Separation Anxiety…

19 Aug

Separation anxiety takes many forms with a pet. Some people miss their furry friends and secretly count down the days to the end of their vacation, anxious to see them again. Some people can’t bear to be separated at all, and take their pets to work with them, or find cute hotels which will welcome Tiddles or Snoop with open paws. In my particular case, the anxiety of being separated from Holly takes the form of bizarre imaginary situations in which Holly could cause, or get into, major trouble.

The first few times I left Holly alone, she was small enough to be secured in the bathroom, where I was confident that she wouldn’t be in any danger and the minimal amount of destruction could take place. That said, before leaving I still had to return to the bathroom seven times to check that I had closed the shower door, that she had food and water, that the toilet lid was down and that there were no expensive cosmetics lying around that she could mistake for food (I’ve heard that Creme de la Mer is a particular favourite for cats, perhaps due to the high content of dead fish-related stuff).

DATASET RECORDS:

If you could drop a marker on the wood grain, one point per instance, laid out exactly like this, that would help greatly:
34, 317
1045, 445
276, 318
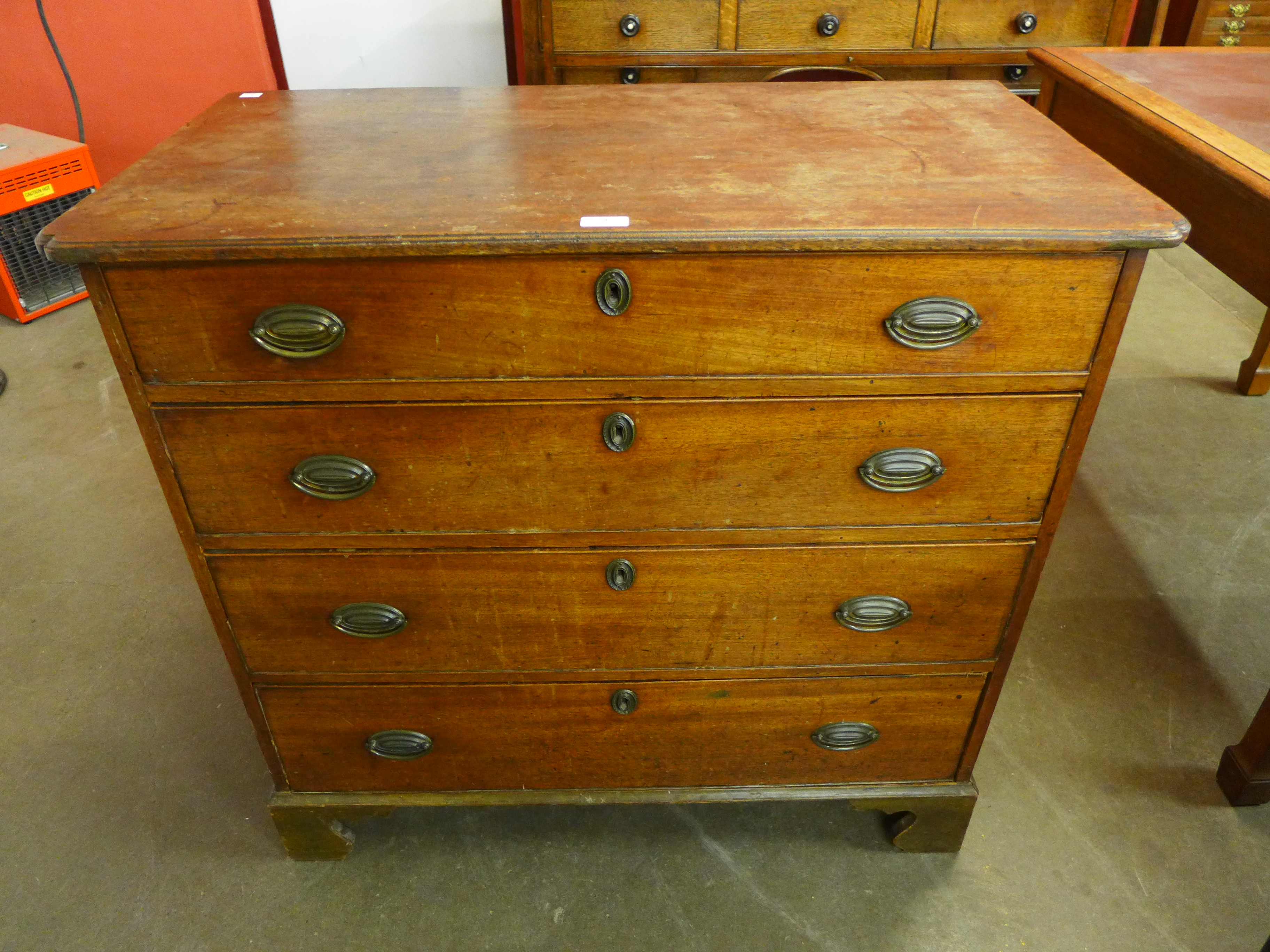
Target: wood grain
665, 25
488, 170
517, 611
567, 736
690, 315
694, 464
991, 23
792, 25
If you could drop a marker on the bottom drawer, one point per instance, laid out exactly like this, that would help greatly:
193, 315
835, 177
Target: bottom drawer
680, 734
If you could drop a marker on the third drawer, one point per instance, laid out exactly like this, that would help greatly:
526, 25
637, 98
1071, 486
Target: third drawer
559, 610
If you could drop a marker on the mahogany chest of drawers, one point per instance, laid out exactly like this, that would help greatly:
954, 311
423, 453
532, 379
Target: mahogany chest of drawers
739, 494
737, 41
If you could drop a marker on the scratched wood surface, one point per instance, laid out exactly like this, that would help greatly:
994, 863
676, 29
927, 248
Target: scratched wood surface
736, 167
689, 609
682, 734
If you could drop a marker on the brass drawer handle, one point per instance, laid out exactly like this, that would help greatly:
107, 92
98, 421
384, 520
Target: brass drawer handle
845, 736
933, 323
619, 432
298, 332
332, 476
902, 470
614, 291
399, 746
624, 701
620, 574
368, 620
873, 612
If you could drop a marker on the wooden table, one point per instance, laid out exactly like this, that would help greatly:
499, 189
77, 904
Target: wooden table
1193, 125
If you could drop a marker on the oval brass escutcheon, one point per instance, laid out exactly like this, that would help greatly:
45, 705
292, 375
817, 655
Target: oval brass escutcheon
614, 291
624, 701
399, 746
845, 736
298, 332
873, 612
620, 574
933, 323
368, 620
619, 432
332, 476
902, 470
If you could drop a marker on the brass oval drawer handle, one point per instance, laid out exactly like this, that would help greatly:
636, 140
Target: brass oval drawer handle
399, 746
873, 612
298, 332
614, 291
845, 736
619, 432
902, 470
933, 323
332, 476
368, 620
620, 574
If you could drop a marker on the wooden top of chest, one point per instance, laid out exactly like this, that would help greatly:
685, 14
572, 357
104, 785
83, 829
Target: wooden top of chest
747, 167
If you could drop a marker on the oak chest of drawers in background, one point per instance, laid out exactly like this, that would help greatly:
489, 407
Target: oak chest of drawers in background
737, 41
741, 497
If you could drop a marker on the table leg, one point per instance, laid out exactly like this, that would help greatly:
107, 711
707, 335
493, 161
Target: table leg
1244, 774
1255, 372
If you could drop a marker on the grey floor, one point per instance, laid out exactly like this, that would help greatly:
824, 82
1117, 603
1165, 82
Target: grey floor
133, 790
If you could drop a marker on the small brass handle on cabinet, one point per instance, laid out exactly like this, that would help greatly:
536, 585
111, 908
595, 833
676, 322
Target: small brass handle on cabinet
902, 470
620, 574
614, 291
298, 332
845, 736
399, 746
619, 432
624, 701
933, 323
368, 620
332, 476
873, 612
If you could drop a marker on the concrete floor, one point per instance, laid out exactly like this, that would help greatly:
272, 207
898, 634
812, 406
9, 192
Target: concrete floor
134, 790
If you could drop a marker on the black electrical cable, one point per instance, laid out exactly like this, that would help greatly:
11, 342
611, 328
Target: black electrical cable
79, 116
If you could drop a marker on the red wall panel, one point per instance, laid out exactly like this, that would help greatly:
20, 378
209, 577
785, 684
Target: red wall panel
143, 68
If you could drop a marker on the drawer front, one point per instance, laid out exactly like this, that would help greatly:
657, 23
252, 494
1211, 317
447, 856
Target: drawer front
681, 734
605, 26
500, 468
686, 609
517, 318
995, 23
799, 25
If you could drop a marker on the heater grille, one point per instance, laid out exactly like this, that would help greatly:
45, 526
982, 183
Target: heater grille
40, 282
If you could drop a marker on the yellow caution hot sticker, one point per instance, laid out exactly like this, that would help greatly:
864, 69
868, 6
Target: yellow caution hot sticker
31, 195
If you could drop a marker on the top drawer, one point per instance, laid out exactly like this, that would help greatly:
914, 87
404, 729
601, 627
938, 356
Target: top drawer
538, 318
619, 26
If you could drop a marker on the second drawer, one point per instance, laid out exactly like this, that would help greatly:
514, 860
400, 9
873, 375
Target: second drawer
560, 611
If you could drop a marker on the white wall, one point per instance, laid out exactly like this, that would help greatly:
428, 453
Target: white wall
361, 43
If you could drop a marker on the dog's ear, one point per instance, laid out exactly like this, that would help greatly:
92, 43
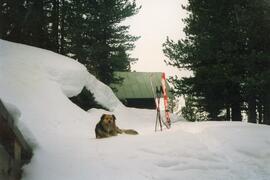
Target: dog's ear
114, 118
102, 117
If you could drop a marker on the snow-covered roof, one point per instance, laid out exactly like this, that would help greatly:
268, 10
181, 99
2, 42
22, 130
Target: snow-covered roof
137, 85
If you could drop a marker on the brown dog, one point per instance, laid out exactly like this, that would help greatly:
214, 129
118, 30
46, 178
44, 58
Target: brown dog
106, 127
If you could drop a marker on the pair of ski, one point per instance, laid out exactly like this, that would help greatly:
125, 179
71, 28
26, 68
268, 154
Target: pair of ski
157, 95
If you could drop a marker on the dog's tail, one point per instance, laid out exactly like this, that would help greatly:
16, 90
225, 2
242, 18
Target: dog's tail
129, 131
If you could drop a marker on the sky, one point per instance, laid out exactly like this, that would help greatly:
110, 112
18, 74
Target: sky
156, 20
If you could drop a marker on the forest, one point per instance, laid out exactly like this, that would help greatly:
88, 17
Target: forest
227, 49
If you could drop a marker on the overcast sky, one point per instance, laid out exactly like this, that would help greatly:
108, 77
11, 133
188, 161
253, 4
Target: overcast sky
156, 20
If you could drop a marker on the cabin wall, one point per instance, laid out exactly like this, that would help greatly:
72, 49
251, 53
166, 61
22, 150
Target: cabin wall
143, 103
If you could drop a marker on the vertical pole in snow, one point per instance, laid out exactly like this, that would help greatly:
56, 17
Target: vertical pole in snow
166, 104
157, 102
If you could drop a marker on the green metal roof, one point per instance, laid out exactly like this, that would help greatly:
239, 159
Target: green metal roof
137, 85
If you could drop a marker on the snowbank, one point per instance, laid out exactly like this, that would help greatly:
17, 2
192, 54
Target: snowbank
35, 84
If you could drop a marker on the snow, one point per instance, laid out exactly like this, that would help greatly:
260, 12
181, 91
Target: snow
35, 86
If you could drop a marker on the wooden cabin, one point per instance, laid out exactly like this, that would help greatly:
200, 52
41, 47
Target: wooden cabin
14, 150
136, 89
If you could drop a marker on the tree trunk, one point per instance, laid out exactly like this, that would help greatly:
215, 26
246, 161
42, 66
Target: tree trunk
55, 26
236, 111
266, 109
228, 113
62, 27
236, 104
252, 116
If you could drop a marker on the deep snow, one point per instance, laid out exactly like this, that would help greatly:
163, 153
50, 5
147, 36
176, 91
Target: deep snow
35, 84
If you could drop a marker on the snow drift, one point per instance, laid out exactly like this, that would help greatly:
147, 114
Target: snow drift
35, 86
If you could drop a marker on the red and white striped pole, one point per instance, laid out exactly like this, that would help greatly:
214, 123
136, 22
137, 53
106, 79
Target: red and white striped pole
166, 103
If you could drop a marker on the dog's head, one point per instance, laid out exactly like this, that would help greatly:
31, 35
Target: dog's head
108, 120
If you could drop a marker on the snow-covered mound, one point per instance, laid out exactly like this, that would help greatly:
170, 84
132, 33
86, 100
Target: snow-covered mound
35, 86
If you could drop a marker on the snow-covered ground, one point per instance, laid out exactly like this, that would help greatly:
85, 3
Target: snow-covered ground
35, 86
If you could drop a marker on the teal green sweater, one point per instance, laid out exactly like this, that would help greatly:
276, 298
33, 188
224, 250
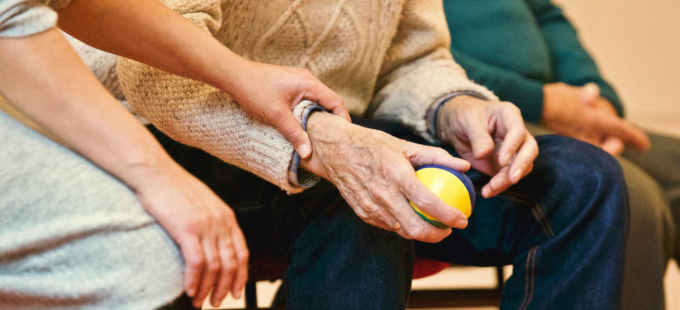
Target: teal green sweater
514, 47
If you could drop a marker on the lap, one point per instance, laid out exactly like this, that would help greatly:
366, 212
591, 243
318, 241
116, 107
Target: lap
66, 221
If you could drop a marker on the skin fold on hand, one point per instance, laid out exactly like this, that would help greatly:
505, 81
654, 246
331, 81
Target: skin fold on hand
375, 174
491, 135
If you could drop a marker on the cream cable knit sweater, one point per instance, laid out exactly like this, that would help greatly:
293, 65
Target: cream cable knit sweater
387, 59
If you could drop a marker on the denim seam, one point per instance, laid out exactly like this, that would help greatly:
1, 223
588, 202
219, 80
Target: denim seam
540, 217
535, 211
529, 286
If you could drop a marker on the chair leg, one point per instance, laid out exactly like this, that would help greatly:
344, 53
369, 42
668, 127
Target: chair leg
251, 295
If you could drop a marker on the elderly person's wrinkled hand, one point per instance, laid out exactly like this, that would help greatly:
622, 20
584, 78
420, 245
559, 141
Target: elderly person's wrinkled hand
491, 135
203, 226
581, 113
374, 173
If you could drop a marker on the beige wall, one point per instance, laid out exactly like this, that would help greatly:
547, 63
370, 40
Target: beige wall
637, 45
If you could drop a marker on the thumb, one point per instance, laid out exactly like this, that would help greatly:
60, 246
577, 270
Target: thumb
289, 127
589, 94
328, 99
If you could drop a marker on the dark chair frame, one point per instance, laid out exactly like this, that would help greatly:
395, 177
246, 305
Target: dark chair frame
419, 299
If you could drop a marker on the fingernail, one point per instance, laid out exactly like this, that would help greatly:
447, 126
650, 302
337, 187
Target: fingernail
485, 192
506, 159
460, 223
517, 175
304, 151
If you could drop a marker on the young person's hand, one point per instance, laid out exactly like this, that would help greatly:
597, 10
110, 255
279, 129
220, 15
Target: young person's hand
580, 113
203, 226
374, 173
269, 93
491, 135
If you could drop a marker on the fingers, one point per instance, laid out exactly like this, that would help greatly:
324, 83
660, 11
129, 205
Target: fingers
285, 122
329, 100
210, 271
612, 145
624, 130
242, 259
420, 155
524, 159
412, 226
515, 138
480, 139
227, 269
192, 251
589, 94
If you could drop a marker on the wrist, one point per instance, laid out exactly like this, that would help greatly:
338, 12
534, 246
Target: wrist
139, 174
230, 73
444, 124
324, 130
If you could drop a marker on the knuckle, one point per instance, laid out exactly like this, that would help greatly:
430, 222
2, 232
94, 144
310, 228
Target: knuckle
230, 267
213, 264
197, 263
415, 232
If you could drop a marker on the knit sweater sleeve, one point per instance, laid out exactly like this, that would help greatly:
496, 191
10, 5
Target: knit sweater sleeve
525, 93
418, 68
572, 63
201, 116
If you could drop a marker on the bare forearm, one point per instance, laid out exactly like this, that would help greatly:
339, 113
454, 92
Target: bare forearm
149, 32
44, 78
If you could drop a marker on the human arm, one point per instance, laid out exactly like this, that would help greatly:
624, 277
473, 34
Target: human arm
581, 113
202, 116
375, 174
525, 93
151, 33
572, 64
419, 71
42, 77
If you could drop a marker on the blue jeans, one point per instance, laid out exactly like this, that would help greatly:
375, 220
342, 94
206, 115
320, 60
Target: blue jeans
562, 227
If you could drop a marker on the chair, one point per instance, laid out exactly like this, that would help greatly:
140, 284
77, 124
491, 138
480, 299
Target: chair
273, 268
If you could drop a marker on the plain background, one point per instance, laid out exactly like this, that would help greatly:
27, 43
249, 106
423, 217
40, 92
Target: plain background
636, 43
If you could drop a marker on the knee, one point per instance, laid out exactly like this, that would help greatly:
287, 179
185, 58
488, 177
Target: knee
588, 179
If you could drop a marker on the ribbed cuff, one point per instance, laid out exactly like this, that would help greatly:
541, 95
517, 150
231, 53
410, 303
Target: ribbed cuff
299, 177
527, 95
433, 111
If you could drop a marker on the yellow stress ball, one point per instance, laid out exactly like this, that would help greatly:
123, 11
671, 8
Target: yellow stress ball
451, 186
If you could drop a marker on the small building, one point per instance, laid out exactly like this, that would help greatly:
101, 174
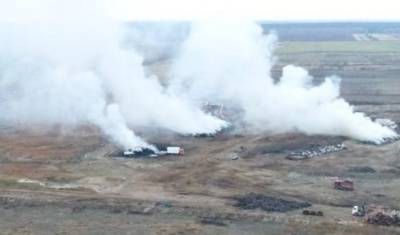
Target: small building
345, 185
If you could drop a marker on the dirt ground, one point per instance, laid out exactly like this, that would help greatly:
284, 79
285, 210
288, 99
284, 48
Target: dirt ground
60, 180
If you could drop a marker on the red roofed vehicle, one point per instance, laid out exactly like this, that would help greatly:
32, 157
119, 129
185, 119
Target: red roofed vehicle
345, 185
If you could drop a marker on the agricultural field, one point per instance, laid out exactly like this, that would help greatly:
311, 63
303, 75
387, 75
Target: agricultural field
61, 180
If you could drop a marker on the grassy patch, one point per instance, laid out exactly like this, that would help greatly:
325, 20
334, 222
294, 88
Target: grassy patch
340, 46
13, 183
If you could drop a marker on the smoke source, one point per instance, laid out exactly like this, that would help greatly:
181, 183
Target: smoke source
230, 63
70, 67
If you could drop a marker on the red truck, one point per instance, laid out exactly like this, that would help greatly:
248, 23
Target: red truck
345, 185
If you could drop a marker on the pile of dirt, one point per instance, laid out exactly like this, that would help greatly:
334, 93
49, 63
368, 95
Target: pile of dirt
267, 203
383, 218
315, 151
362, 169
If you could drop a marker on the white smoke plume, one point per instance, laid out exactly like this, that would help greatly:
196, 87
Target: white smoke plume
70, 67
230, 62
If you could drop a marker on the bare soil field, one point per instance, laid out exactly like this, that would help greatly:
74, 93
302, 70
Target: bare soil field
59, 180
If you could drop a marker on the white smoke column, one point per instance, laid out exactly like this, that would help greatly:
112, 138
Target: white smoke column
69, 68
230, 62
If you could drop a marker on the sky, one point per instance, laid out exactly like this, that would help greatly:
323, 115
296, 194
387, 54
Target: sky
278, 10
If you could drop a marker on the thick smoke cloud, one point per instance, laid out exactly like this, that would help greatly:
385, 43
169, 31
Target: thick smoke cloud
71, 68
231, 62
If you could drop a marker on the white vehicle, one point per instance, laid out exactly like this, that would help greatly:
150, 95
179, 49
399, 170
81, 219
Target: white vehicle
358, 211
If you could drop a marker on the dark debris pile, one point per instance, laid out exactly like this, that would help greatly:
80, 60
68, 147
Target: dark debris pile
267, 203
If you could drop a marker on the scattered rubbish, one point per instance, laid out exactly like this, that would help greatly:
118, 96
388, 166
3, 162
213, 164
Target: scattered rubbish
358, 211
315, 152
383, 218
313, 213
380, 215
344, 185
266, 203
212, 221
362, 169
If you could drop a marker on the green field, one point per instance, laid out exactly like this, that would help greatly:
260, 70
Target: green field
340, 46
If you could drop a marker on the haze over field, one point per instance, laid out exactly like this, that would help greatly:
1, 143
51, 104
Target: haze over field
74, 69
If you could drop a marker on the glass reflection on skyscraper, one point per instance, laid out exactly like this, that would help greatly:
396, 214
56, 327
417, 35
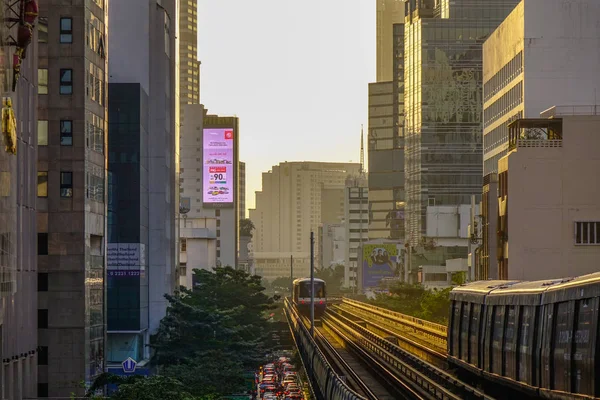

TASK LIST:
1. Please copy word for word the stretch of the post on separation anxiety from "Separation Anxiety…" through "into, major trouble.".
2. Return every line of the records that contains the string "ribbed". Case counts.
The post on separation anxiety and the records come from unrelated sources.

RESULTS FOR THE EXERCISE:
1.
Separation Anxiety…

19 Aug

Separation anxiety takes many forms with a pet. Some people miss their furry friends and secretly count down the days to the end of their vacation, anxious to see them again. Some people can’t bear to be separated at all, and take their pets to work with them, or find cute hotels which will welcome Tiddles or Snoop with open paws. In my particular case, the anxiety of being separated from Holly takes the form of bizarre imaginary situations in which Holly could cause, or get into, major trouble.

2.
If you could drop a marker on the ribbed cuff, one point per instance, laid out exactly like this, that would help greatly:
Target: ribbed cuff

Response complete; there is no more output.